Saved entries
•••••

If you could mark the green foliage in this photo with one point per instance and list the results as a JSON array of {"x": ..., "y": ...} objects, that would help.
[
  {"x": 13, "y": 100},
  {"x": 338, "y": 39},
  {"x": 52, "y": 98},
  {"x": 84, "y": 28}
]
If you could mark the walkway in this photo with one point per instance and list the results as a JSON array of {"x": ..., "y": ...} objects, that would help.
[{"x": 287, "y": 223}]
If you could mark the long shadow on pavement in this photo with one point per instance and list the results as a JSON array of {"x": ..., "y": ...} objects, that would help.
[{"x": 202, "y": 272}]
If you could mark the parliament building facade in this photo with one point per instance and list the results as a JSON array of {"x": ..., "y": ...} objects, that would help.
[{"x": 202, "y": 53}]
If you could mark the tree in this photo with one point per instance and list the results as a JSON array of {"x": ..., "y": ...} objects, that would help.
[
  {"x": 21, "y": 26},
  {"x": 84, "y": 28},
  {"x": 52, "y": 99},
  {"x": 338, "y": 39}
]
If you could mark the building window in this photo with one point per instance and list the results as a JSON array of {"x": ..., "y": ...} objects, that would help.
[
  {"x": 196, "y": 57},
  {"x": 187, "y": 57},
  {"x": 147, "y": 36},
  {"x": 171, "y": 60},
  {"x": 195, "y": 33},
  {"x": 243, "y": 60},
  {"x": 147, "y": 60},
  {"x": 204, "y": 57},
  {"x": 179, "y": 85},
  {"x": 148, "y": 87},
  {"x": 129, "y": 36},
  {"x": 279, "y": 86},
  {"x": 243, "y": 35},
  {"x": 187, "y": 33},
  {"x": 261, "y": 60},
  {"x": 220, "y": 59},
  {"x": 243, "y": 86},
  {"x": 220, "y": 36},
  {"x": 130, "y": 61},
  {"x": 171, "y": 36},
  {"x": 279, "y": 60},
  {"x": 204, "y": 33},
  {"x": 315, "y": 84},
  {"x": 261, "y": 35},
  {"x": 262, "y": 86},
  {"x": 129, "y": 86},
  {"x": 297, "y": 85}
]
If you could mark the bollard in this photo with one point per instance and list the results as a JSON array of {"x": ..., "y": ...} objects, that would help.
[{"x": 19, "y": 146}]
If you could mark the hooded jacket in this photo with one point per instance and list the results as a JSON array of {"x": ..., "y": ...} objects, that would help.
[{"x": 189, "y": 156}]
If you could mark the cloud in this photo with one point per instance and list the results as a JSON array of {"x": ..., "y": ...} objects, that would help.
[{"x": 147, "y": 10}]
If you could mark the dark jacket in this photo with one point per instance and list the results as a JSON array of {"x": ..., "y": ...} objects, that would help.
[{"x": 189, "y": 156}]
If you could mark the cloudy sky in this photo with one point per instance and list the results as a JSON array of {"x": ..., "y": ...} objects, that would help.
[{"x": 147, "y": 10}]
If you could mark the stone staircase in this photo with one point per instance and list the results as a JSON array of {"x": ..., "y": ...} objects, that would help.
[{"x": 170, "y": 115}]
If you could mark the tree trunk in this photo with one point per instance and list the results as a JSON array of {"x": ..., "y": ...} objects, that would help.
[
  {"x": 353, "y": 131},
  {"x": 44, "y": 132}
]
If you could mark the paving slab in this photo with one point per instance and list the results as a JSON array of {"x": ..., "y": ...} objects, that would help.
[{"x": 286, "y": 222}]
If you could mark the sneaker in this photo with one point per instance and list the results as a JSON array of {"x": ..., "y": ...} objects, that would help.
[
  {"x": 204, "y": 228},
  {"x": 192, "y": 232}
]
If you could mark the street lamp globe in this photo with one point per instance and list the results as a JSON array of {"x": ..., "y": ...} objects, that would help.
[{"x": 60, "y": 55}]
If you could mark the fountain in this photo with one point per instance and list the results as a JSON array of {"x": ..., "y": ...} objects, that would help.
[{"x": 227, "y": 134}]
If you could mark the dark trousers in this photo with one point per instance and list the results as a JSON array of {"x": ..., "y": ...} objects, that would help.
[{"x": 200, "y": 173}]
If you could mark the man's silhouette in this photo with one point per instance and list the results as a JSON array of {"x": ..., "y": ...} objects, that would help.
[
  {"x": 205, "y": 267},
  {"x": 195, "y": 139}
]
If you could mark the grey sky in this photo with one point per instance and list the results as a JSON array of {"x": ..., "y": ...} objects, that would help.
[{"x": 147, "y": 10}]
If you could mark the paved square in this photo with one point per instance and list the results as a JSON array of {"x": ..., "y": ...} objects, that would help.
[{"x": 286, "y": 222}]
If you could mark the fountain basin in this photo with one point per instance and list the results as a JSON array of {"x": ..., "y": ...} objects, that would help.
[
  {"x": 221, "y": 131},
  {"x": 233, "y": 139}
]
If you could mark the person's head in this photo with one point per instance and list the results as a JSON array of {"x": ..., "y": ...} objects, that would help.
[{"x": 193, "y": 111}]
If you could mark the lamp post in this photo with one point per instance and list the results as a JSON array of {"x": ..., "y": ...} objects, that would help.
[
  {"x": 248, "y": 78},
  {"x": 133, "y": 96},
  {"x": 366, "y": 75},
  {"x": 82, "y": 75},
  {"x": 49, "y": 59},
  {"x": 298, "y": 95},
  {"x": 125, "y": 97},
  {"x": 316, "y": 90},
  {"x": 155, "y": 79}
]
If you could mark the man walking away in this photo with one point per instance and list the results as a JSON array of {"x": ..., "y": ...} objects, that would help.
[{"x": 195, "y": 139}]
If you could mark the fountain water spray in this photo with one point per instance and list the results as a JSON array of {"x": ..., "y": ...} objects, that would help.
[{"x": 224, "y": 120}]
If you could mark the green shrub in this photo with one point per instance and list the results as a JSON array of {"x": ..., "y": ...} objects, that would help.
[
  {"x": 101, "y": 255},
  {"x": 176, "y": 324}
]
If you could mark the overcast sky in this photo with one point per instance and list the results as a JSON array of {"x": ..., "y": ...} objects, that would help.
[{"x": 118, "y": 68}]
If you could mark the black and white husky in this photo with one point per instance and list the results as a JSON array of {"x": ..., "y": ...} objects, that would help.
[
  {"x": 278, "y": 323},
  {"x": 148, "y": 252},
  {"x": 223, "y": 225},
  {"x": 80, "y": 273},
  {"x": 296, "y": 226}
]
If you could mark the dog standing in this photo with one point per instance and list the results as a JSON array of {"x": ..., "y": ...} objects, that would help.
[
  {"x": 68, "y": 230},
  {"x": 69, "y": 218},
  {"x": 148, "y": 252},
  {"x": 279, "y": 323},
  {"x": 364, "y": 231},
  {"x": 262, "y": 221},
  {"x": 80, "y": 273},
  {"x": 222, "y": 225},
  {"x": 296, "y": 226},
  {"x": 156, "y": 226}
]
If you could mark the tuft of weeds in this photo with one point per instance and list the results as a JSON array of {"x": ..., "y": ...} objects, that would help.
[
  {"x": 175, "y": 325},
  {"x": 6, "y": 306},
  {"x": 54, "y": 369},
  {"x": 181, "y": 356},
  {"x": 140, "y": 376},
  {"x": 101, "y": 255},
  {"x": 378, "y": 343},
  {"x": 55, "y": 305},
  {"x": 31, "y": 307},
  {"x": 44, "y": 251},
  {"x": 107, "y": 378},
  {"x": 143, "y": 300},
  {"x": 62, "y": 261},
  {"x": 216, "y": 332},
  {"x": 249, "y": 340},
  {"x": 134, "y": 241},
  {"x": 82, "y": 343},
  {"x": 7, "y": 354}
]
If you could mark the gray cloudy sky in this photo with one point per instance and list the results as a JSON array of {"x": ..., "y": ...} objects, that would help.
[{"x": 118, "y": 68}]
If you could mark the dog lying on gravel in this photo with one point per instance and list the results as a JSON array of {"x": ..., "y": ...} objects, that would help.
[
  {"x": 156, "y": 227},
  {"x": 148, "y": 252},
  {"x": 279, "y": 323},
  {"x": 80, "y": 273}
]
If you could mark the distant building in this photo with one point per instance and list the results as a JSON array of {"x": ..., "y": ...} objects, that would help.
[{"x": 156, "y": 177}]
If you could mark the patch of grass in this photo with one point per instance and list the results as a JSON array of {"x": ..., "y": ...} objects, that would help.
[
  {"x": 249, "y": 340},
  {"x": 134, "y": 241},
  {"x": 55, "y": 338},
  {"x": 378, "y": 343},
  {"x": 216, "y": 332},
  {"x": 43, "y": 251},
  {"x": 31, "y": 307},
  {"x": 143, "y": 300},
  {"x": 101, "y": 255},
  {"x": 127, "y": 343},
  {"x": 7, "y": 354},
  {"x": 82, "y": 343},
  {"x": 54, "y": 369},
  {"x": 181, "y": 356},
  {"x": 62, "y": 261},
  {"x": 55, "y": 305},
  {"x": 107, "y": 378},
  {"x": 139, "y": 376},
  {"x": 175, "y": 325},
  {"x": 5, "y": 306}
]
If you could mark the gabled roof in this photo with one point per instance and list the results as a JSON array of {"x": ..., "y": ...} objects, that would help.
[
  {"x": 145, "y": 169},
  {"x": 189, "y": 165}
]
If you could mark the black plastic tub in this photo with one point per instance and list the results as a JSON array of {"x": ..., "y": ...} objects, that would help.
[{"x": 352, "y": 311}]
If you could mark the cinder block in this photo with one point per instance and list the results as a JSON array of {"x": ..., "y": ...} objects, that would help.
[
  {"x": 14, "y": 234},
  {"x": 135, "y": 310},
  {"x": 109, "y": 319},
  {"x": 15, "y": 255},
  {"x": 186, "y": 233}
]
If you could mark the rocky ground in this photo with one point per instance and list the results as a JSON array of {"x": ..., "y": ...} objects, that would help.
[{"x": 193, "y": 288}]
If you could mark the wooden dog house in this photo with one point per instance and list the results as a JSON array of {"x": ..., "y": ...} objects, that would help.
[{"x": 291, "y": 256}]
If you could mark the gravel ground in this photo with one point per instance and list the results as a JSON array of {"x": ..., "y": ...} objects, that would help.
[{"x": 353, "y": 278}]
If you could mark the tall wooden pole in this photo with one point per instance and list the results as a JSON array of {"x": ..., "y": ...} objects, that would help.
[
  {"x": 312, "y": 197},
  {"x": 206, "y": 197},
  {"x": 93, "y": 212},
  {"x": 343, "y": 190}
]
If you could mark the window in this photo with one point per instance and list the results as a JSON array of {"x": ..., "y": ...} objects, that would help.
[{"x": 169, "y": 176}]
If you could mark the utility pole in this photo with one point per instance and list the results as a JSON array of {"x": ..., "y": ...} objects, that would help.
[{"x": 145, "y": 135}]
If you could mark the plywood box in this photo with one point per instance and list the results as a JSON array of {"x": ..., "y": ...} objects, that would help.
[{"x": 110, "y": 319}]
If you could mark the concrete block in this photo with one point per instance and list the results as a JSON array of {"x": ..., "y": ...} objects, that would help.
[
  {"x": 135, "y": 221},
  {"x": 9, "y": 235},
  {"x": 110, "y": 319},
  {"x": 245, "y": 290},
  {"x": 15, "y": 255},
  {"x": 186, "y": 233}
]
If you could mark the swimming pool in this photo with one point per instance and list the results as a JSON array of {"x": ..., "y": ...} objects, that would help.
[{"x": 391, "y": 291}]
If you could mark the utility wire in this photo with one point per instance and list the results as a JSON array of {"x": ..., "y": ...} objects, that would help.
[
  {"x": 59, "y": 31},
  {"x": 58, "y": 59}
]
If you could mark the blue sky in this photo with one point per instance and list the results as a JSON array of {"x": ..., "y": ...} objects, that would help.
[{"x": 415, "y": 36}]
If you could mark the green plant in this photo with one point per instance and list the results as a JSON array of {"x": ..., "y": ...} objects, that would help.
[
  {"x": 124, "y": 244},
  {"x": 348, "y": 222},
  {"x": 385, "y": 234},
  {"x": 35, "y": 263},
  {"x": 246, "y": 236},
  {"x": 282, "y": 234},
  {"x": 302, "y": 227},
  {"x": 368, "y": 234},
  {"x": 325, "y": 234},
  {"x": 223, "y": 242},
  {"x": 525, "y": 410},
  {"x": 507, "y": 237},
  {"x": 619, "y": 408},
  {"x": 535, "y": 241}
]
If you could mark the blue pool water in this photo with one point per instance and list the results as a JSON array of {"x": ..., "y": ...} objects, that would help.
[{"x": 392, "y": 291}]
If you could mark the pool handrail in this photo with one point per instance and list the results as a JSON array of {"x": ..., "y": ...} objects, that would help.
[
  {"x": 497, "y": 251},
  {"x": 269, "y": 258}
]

•••••

Starting at the line that contains "If you could mark the green plant", retype each line through the last one in the records, both included, and add nothing.

If you could mark the green plant in this photo with one point per instance and list the results as a JSON array of {"x": ..., "y": ...} objects, that would help.
[
  {"x": 124, "y": 244},
  {"x": 348, "y": 222},
  {"x": 385, "y": 234},
  {"x": 35, "y": 263},
  {"x": 246, "y": 236},
  {"x": 282, "y": 234},
  {"x": 302, "y": 227},
  {"x": 368, "y": 234},
  {"x": 325, "y": 234},
  {"x": 223, "y": 242},
  {"x": 525, "y": 410},
  {"x": 507, "y": 237},
  {"x": 619, "y": 408},
  {"x": 535, "y": 241}
]
If you could mark the blue pool water in this photo with one point per instance and list the results as a JSON array of {"x": ..., "y": ...} objects, that would help.
[{"x": 392, "y": 291}]
If you could mark the pool handrail in this photo with one point per instance and list the results as a JSON array of {"x": ..., "y": ...} objects, that would help.
[
  {"x": 497, "y": 251},
  {"x": 269, "y": 258}
]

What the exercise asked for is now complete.